• _Document text_

Astronomers are intrigued by how volcanic activity can drive changes on planets. Venus, similar enough in size to Earth to be called its twin, may have once been more like our world.
“On Venus, volcanic carbon dioxide stayed in the atmosphere, pushing the planet into a runaway greenhouse state,” said study coauthor Stephen Kane, professor of planetary astrophysics at the University of California Riverside, in a statement. “Today, surface temperatures on Venus are more than 850 degrees Fahrenheit (454.4 degrees Celsius) — as hot as a wood-fired pizza oven — and odds of life there are slim. But it may not always have been that way. Volcanoes might be a big piece of the puzzle about what actually happened on Venus. Planets like LP 791-18d can shed important insights into how volcanoes shape planetary environments with time, including those of Venus and Earth.”

• _Record list_
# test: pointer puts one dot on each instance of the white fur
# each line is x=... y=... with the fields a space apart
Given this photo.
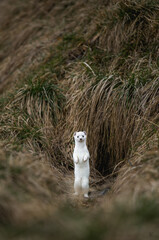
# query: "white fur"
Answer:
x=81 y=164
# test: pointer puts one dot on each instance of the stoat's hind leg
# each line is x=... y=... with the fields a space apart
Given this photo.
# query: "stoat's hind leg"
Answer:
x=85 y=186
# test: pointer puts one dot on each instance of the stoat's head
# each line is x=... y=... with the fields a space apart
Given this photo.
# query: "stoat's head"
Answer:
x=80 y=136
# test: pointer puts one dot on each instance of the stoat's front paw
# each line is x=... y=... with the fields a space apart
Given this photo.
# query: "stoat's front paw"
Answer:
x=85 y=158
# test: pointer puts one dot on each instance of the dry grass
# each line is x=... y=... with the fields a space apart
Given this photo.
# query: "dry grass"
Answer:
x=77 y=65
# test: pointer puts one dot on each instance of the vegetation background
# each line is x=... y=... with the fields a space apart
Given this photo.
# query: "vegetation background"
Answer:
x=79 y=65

• _Exercises to complete_
(a) Summarize the passage on volcanoes and Venus in two sentences.
(b) According to the passage on volcanoes and Venus, what position does Stephen Kane hold?
(c) Write out the passage on volcanoes and Venus from "Astronomers are intrigued" up to and including "like our world.".

• _Solution set_
(a) Astronomers are interested in how volcanic activity can change planets, and Venus, close enough to Earth in size to be called its twin, may once have been more like Earth. Stephen Kane says volcanic carbon dioxide stayed in Venus's atmosphere and pushed it into a runaway greenhouse state with surface temperatures above 850 degrees Fahrenheit, and that planets like LP 791-18d can show how volcanoes shape planetary environments over time.

(b) He is a professor of planetary astrophysics at the University of California Riverside.

(c)
Astronomers are intrigued by how volcanic activity can drive changes on planets. Venus, similar enough in size to Earth to be called its twin, may have once been more like our world.